**Inténtelo:** Transcriba sin cambios el fragmento de la sección del documento que va desde "Siendo de Zacatecas, profundamente" hasta "a lo inefable.".

**Sección del documento:**
•••
Tepetongo es Roma, de tal modo que: “Igualmente los hombres, abandonando el uso natural de la mujer, se abrasaron en deseos los unos a los otros cometiendo la infamia de hombre con hombre recibiendo en sí mismos el pago merecido de su extravío” Romanos 1-27. “Para qué me sacaste del seno”. Recuerda Severino. Para qué existimos, cuál es el sentido de la vida. El siglo pasado -mientras se luchaban cruentas batallas por independizar a la India- Gandhi, decía: hace algún tiempo yo creía que Dios era la verdad, ahora sé, que la verdad es Dios. La verdad es libertad y la libertad, alegría. Como dice don Juan, impecable: “La vida de un guerrero no puede ser de modo alguno sufrida, solitaria y sin sentimientos, porque se basa en su afecto, su devoción, su dedicación a su ser amado”.

Siendo de Zacatecas, profundamente religioso y conocedor de los huicholes, estoy casi seguro que, al igual que yo, Severino comulgo con el vendo, experimento el hikuri, comió peyote, que son tres formas de decir lo mismo. Y dentro de este delirio, esta locura que sólo Dios sabe quién despertó, desesperado Chencho especula: “si todas la catedrales están fundadas en un absurdo, en una idea falsa, que dolor, que tristeza”. Lo pregunta como Hassan - protagonista de Tierra, una de las películas de la trilogía del director hindú Peta Meta- cuando ve llegar el tren donde vienen sus hermanas, desbordado de cadáveres, inundado de sangre, lleno de putrefacción, bóveda de costales llenos de pechos mutilados. La barbarie, la faz vorágine de la muerte absurda. Etnias enfrentadas, avasalladas, derruidas. Romper con el mundo, dice Severino, es una forma de asomarse a lo inefable.

Dicho de otra forma: “si el hombre es capaz de evolucionar. La gran tarea de los brujos es implantar la idea que para evolucionar el hombre debe primero liberar su conciencia de ser de sus ataduras con el orden social. Una vez que este libre, el intento la dirigirá por un nuevo camino evolutivo”. “Para nosotros sólo existe el intento, lo demás no asunto es nuestro”, ha dicho T.S. Eliot.
•••
**Entradas de datos almacenadas:**

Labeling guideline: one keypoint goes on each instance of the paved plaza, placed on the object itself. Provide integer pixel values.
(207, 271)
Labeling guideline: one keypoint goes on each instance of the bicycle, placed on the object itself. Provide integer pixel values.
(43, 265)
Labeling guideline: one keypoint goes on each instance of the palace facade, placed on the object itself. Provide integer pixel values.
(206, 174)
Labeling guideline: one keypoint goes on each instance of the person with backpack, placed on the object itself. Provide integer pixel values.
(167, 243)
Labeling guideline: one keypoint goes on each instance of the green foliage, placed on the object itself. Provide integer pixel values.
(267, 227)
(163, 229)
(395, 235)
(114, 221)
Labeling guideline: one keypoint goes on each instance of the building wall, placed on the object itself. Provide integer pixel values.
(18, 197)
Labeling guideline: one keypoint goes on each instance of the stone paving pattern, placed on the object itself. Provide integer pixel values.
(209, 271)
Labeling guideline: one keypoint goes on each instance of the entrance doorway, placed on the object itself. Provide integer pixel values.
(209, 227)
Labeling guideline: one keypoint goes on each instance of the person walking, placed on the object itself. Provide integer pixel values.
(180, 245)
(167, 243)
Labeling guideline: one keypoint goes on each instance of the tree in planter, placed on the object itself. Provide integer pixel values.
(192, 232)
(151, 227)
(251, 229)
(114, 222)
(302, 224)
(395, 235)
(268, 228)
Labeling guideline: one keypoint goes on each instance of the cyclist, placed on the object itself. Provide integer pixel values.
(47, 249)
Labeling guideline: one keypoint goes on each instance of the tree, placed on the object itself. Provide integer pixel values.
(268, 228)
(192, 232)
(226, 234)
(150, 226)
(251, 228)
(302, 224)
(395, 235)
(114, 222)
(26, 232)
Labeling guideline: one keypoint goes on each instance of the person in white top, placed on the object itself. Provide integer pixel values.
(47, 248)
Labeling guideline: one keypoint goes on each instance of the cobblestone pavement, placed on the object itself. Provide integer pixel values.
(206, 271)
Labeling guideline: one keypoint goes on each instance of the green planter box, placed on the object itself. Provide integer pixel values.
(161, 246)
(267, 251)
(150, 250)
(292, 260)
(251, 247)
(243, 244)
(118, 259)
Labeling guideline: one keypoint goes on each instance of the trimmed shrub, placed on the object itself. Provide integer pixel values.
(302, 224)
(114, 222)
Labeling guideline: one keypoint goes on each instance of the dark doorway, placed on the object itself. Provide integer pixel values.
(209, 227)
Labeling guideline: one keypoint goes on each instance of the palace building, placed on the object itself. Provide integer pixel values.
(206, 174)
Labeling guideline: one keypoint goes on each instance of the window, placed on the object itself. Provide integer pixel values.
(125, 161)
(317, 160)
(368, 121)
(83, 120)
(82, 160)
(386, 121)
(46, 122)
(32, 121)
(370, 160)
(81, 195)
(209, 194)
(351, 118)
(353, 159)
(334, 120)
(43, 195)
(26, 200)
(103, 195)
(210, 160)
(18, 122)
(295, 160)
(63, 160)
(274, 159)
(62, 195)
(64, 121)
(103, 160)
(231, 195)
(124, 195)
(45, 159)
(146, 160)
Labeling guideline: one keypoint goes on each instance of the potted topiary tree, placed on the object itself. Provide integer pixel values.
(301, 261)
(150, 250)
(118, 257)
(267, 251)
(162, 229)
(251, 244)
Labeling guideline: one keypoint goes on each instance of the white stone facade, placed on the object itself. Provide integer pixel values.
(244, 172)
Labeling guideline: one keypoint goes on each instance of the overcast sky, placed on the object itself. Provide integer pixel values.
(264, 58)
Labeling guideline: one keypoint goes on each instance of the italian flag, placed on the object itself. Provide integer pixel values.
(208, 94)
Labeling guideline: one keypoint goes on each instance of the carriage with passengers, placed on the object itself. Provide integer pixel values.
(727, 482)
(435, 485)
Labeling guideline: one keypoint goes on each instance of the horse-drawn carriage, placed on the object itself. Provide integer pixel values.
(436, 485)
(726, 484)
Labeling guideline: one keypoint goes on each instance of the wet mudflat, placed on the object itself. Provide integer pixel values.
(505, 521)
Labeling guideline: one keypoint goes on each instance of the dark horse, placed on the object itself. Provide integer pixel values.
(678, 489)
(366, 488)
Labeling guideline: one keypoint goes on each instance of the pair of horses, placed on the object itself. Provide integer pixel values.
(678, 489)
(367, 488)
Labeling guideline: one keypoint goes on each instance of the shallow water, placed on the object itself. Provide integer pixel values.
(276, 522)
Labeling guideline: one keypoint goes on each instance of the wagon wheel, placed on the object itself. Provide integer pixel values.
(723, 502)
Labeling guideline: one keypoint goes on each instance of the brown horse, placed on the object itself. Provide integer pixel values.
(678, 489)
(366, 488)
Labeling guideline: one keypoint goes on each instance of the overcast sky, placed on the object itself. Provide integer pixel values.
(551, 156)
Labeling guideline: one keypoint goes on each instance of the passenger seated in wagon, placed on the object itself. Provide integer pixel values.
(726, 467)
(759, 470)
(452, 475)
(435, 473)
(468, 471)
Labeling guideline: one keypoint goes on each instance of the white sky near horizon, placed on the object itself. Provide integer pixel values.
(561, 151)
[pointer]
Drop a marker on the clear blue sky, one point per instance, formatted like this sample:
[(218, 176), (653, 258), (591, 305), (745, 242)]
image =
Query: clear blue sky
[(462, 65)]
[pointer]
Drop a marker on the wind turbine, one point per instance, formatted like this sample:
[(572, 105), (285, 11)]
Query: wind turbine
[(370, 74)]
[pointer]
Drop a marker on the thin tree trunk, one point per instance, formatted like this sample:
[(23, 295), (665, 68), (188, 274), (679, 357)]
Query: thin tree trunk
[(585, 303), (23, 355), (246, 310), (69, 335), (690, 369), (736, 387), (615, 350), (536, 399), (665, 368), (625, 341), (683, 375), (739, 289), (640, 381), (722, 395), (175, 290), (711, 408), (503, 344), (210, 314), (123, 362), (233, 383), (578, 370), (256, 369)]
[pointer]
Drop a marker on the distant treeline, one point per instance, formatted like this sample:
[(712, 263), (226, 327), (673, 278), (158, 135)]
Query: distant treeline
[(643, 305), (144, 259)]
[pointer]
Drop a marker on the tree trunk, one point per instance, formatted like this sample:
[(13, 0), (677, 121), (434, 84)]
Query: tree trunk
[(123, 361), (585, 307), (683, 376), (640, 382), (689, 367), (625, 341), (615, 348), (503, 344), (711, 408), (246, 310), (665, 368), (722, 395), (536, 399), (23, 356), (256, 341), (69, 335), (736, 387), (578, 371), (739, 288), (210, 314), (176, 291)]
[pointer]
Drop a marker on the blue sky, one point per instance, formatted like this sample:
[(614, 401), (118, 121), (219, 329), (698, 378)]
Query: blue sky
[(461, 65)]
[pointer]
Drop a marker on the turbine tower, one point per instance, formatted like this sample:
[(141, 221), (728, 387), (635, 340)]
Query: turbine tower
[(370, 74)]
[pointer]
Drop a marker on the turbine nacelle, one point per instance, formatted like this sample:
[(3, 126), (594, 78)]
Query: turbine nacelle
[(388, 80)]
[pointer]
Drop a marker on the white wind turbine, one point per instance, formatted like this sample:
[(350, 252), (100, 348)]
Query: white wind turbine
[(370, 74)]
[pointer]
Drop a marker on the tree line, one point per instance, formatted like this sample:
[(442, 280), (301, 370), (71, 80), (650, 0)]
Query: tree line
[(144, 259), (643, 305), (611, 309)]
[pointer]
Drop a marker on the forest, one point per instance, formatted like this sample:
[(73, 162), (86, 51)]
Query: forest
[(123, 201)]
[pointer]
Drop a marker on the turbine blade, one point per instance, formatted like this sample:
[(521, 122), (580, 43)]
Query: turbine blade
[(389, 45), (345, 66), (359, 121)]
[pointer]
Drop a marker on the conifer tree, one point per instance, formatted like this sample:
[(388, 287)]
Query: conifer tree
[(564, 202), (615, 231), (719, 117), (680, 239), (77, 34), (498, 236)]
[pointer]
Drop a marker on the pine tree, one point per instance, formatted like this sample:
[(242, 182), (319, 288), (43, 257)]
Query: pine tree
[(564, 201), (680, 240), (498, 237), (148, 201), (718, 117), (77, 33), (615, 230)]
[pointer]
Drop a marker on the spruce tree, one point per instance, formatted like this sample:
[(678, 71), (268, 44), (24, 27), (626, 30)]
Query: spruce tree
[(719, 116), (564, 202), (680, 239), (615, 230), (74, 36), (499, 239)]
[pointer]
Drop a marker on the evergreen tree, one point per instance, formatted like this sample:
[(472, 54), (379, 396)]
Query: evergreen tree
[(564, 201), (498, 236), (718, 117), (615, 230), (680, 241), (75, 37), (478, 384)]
•••
**Su solución:**
Siendo de Zacatecas, profundamente religioso y conocedor de los huicholes, estoy casi seguro que, al igual que yo, Severino comulgo con el vendo, experimento el hikuri, comió peyote, que son tres formas de decir lo mismo. Y dentro de este delirio, esta locura que sólo Dios sabe quién despertó, desesperado Chencho especula: “si todas la catedrales están fundadas en un absurdo, en una idea falsa, que dolor, que tristeza”. Lo pregunta como Hassan - protagonista de Tierra, una de las películas de la trilogía del director hindú Peta Meta- cuando ve llegar el tren donde vienen sus hermanas, desbordado de cadáveres, inundado de sangre, lleno de putrefacción, bóveda de costales llenos de pechos mutilados. La barbarie, la faz vorágine de la muerte absurda. Etnias enfrentadas, avasalladas, derruidas. Romper con el mundo, dice Severino, es una forma de asomarse a lo inefable.